Items from a data source:

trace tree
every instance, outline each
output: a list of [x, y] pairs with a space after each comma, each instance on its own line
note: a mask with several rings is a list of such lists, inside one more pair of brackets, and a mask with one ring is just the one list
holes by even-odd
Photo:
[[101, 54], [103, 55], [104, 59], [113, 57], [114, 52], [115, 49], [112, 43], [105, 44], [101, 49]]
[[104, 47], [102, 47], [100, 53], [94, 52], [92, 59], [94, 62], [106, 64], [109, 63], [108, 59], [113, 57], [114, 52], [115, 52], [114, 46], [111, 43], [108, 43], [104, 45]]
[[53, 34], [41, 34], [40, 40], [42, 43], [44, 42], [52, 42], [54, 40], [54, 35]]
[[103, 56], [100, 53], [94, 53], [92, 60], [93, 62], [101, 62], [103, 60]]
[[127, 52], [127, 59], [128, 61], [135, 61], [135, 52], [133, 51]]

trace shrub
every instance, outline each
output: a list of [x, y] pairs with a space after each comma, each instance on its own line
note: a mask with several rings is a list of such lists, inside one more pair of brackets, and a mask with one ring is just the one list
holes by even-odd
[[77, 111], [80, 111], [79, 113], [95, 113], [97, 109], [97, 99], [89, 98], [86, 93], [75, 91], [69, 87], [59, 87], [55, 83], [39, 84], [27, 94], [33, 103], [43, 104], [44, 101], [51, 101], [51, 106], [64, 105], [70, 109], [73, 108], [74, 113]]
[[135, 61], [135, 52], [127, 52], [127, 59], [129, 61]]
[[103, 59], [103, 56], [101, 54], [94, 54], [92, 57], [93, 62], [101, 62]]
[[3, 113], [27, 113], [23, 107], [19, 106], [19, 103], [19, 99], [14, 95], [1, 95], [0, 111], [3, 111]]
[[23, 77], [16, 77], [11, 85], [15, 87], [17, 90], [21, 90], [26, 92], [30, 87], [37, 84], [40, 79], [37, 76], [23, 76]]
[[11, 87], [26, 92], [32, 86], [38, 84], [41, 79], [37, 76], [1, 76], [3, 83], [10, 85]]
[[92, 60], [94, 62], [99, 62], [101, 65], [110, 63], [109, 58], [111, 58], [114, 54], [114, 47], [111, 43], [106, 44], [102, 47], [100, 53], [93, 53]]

#### What needs to be done:
Copy the records exactly, keeping every word in place.

#### Result for this task:
trace tree
every instance, outline each
output: a list of [x, y] pairs with a space after each comma, each instance on its own line
note: a mask with several rings is a list of such lists, inside one more pair of brackets, and a mask with one ring is just the one list
holes by even-odd
Photo:
[[101, 54], [103, 55], [104, 59], [113, 57], [114, 52], [115, 49], [112, 43], [105, 44], [101, 49]]
[[104, 47], [102, 47], [100, 53], [94, 52], [92, 59], [94, 62], [106, 64], [109, 63], [108, 59], [113, 57], [114, 52], [115, 52], [114, 46], [111, 43], [108, 43], [104, 45]]
[[53, 34], [41, 34], [40, 40], [42, 43], [44, 42], [52, 42], [54, 40], [54, 35]]
[[103, 56], [100, 53], [94, 53], [92, 60], [93, 62], [101, 62], [103, 60]]
[[127, 52], [127, 59], [128, 61], [135, 61], [135, 52], [133, 51]]

trace shrub
every instance, outline each
output: a list of [x, y] pairs with a space after each comma, each instance on its own line
note: a mask with several rings is a list of such lists, inside one more pair of brackets, and a mask with one ring is just the one list
holes by even-odd
[[77, 111], [80, 111], [79, 113], [95, 113], [97, 109], [97, 99], [89, 98], [86, 93], [75, 91], [69, 87], [59, 87], [55, 83], [39, 84], [27, 94], [33, 103], [43, 104], [44, 101], [51, 101], [51, 106], [64, 105], [70, 109], [73, 108], [74, 113]]
[[135, 61], [135, 52], [127, 52], [127, 59], [129, 61]]
[[103, 59], [103, 56], [101, 54], [94, 54], [92, 57], [93, 62], [101, 62]]
[[3, 113], [27, 113], [23, 107], [19, 106], [19, 103], [19, 99], [14, 95], [1, 95], [0, 111], [3, 111]]
[[23, 77], [16, 77], [11, 85], [15, 87], [17, 90], [21, 90], [26, 92], [30, 87], [37, 84], [40, 79], [37, 76], [23, 76]]
[[11, 87], [26, 92], [32, 86], [38, 84], [41, 79], [37, 76], [1, 76], [3, 83], [10, 85]]
[[92, 60], [94, 62], [99, 62], [101, 65], [110, 63], [109, 58], [111, 58], [114, 54], [114, 47], [111, 43], [106, 44], [102, 47], [100, 53], [93, 53]]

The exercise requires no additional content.